Render the entries from their start up to and including the line containing "positive clicks: (436, 155) (408, 264)" as a JSON list of strings, one string per line, with blank lines skipped. Leave the pictures out of the list.

Saved entries:
········

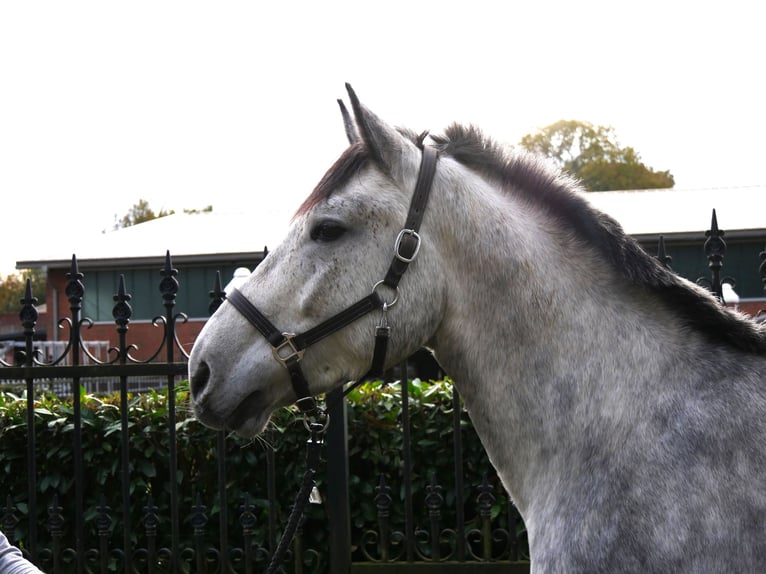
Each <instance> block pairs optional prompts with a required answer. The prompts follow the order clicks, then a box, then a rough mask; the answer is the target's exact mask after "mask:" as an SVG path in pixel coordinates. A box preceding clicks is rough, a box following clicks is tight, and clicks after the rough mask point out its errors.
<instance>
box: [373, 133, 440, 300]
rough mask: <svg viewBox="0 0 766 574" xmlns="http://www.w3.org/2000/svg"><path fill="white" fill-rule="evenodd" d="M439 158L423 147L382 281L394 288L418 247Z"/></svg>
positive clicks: (436, 155) (408, 264)
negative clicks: (398, 241)
mask: <svg viewBox="0 0 766 574" xmlns="http://www.w3.org/2000/svg"><path fill="white" fill-rule="evenodd" d="M438 159H439V152H438V151H436V148H434V147H431V146H424V147H423V158H422V160H421V162H420V171H419V172H418V179H417V182H416V183H415V192H414V193H413V195H412V201H411V202H410V211H409V213H408V214H407V221H406V222H405V223H404V230H403V233H402V234H401V235H400V236H399V238H400V241H399V242H398V243H397V251H396V254H395V255H394V259H393V261H391V266H390V267H389V268H388V273H386V277H385V278H384V279H383V283H385V284H386V285H388V286H389V287H391V288H393V289H395V288H396V286H397V285H399V280H400V279H401V278H402V275H404V272H405V271H407V266H408V265H409V264H410V262H411V261H412V259H413V258H414V257H415V254H416V253H417V250H418V249H419V248H420V236H419V235H418V231H419V230H420V224H421V222H422V221H423V214H424V213H425V210H426V206H427V205H428V198H429V196H430V195H431V184H432V183H433V179H434V174H435V173H436V162H437V161H438Z"/></svg>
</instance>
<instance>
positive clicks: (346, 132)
mask: <svg viewBox="0 0 766 574" xmlns="http://www.w3.org/2000/svg"><path fill="white" fill-rule="evenodd" d="M338 105H339V106H340V113H341V115H342V116H343V127H344V128H346V137H347V138H348V143H350V144H351V145H353V144H355V143H357V142H359V141H361V138H360V137H359V132H358V131H356V125H355V124H354V120H353V119H351V114H349V113H348V108H346V104H344V103H343V100H338Z"/></svg>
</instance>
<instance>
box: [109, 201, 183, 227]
mask: <svg viewBox="0 0 766 574" xmlns="http://www.w3.org/2000/svg"><path fill="white" fill-rule="evenodd" d="M173 213H175V212H174V211H173V210H172V209H171V210H170V211H165V210H164V209H160V212H159V213H156V214H155V213H154V211H153V210H152V208H151V207H149V202H148V201H146V200H145V199H139V200H138V203H136V204H135V205H133V207H131V208H130V211H128V213H127V214H125V215H124V216H123V217H122V219H120V220H119V221H117V222H116V223H115V225H114V228H115V229H119V228H121V227H130V226H132V225H138V224H139V223H144V222H145V221H151V220H152V219H157V218H158V217H165V216H166V215H172V214H173Z"/></svg>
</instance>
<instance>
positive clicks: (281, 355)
mask: <svg viewBox="0 0 766 574" xmlns="http://www.w3.org/2000/svg"><path fill="white" fill-rule="evenodd" d="M282 336H283V337H284V338H285V340H284V341H282V342H281V343H280V344H279V345H276V346H275V347H272V348H271V352H272V353H273V354H274V358H275V359H276V360H277V361H279V362H280V363H282V366H283V367H285V368H287V362H288V361H290V360H291V359H294V360H295V361H300V360H301V359H302V358H303V353H304V352H305V349H298V347H297V346H296V345H295V343H294V342H293V339H294V338H295V333H282Z"/></svg>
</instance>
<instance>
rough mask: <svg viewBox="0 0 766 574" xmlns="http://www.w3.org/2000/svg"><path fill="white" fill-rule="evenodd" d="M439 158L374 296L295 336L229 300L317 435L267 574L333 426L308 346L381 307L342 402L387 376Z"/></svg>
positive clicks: (237, 299)
mask: <svg viewBox="0 0 766 574" xmlns="http://www.w3.org/2000/svg"><path fill="white" fill-rule="evenodd" d="M423 137H425V134H423ZM421 141H422V140H421ZM438 158H439V153H438V152H437V151H436V149H434V148H433V147H430V146H424V147H423V158H422V160H421V164H420V171H419V173H418V179H417V182H416V184H415V192H414V194H413V198H412V202H411V203H410V210H409V213H408V214H407V221H406V222H405V226H404V228H403V229H402V230H401V231H400V232H399V235H398V237H397V238H396V243H395V245H394V258H393V261H392V262H391V265H390V267H389V269H388V273H386V276H385V278H383V279H382V280H381V281H378V282H377V283H376V284H375V285H374V286H373V288H372V293H370V295H368V296H367V297H365V298H363V299H361V300H360V301H357V302H356V303H355V304H353V305H351V306H350V307H348V308H347V309H345V310H344V311H341V312H340V313H338V314H337V315H335V316H333V317H331V318H330V319H328V320H326V321H324V322H323V323H320V324H319V325H317V326H316V327H314V328H312V329H309V330H308V331H306V332H305V333H303V334H301V335H294V334H289V333H282V332H281V331H280V330H279V329H277V328H276V327H275V326H274V325H273V324H272V323H271V321H269V320H268V318H266V316H265V315H263V313H261V312H260V311H259V310H258V309H257V308H256V307H255V305H253V304H252V303H250V301H248V299H247V298H246V297H245V296H244V295H242V293H240V292H239V290H237V289H234V290H232V292H231V293H229V294H228V296H227V300H228V301H229V302H230V303H231V304H232V305H233V306H234V307H235V308H236V309H237V310H238V311H239V312H240V313H242V315H243V316H244V317H245V318H246V319H247V320H248V321H249V322H250V323H251V324H252V325H253V326H254V327H255V328H256V329H257V330H258V331H259V332H260V333H261V334H262V335H263V336H264V337H265V338H266V339H267V340H268V341H269V343H270V344H271V346H272V350H273V353H274V357H275V358H276V359H277V361H279V362H280V363H282V365H283V366H284V367H285V368H286V369H287V371H288V373H289V375H290V382H291V383H292V385H293V389H294V391H295V393H296V396H297V398H298V400H297V401H296V404H297V405H298V407H299V408H300V409H301V410H302V411H303V413H304V417H305V419H304V420H305V425H306V428H307V429H308V430H309V432H310V433H311V436H310V438H309V440H308V441H307V443H306V444H307V451H306V472H305V473H304V474H303V481H302V482H301V488H300V490H299V491H298V494H297V495H296V497H295V504H294V505H293V509H292V511H291V512H290V516H289V518H288V520H287V525H286V526H285V531H284V532H283V533H282V538H281V539H280V541H279V544H278V545H277V549H276V550H275V551H274V555H273V556H272V558H271V562H270V563H269V567H268V569H267V570H266V574H274V573H275V572H276V571H277V568H279V565H280V563H281V562H282V561H283V560H284V556H285V553H286V552H287V550H288V548H289V547H290V544H291V543H292V541H293V538H294V537H295V532H296V530H297V529H298V525H299V524H300V520H301V518H302V517H303V512H304V510H305V508H306V504H308V502H309V501H310V499H311V497H312V491H314V489H315V486H316V485H315V483H314V476H315V475H316V473H317V467H318V466H319V454H320V449H321V447H322V443H323V435H324V433H325V432H326V430H327V426H328V425H329V423H330V419H329V417H328V416H327V411H326V410H324V409H322V408H320V407H318V405H317V404H316V401H315V399H314V397H313V396H312V395H311V393H310V392H309V388H308V382H307V381H306V378H305V377H304V376H303V372H302V371H301V368H300V360H301V358H302V356H303V352H304V351H305V349H306V347H309V346H310V345H312V344H313V343H316V342H318V341H320V340H321V339H324V338H325V337H326V336H328V335H331V334H332V333H334V332H335V331H337V330H339V329H342V328H343V327H345V326H346V325H349V324H350V323H352V322H354V321H356V320H357V319H359V318H360V317H362V316H364V315H366V314H367V313H369V312H370V311H373V310H374V309H376V308H380V309H381V310H382V316H381V320H380V322H379V323H378V325H377V327H376V329H375V349H374V351H373V359H372V366H371V368H370V371H369V372H368V373H367V374H366V375H365V376H363V377H361V378H360V379H359V380H357V381H355V382H354V383H352V384H351V385H350V386H349V387H347V388H346V389H345V390H344V391H343V393H342V395H341V396H340V397H339V400H342V399H343V398H344V397H345V396H346V395H348V393H350V392H351V391H352V390H354V389H355V388H357V387H358V386H359V385H360V384H362V382H364V381H365V380H367V379H368V378H369V377H372V376H380V375H381V374H382V372H383V366H384V365H385V359H386V351H387V349H388V341H389V338H390V334H391V328H390V327H389V325H388V316H387V313H388V310H389V309H390V308H391V307H393V306H394V305H395V304H396V302H397V300H398V298H399V288H398V285H399V280H400V279H401V278H402V275H403V274H404V272H405V271H406V270H407V268H408V266H409V264H410V263H412V262H413V261H414V260H415V257H416V256H417V254H418V251H419V250H420V235H418V231H419V230H420V223H421V220H422V218H423V212H424V211H425V208H426V205H427V203H428V196H429V194H430V191H431V184H432V182H433V177H434V172H435V171H436V162H437V160H438ZM381 285H386V286H387V287H389V288H390V289H393V290H394V291H395V294H396V295H395V297H394V299H393V300H392V301H390V302H386V301H384V300H383V299H381V298H380V296H379V295H378V294H377V289H378V287H380V286H381ZM317 415H318V416H320V417H324V422H321V423H320V422H316V421H313V422H312V421H309V418H308V417H309V416H317Z"/></svg>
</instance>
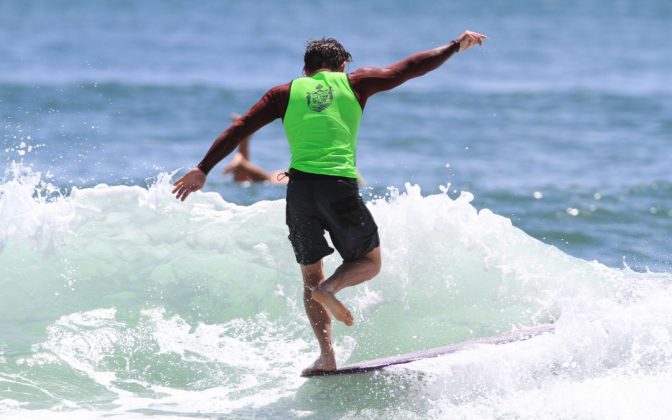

········

Output below:
[
  "Each <instance> block pairs optional prompts with a required answer. The prompts follow the order clicks, then a box, then a rough mask; the answer is the target's exact mask after \"mask:\" as an SVG path in pixel coordinates. A box preceding clicks is rough, a box following clicks is tight, and clicks after the rough mask point out its errors.",
  "<instance>",
  "box: [373, 133, 440, 300]",
  "rough mask: <svg viewBox=\"0 0 766 574\" xmlns=\"http://www.w3.org/2000/svg\"><path fill=\"white\" fill-rule=\"evenodd\" d=\"M439 158L423 147L382 281L394 288L418 247Z\"/></svg>",
  "positive clicks: (436, 155) (408, 264)"
]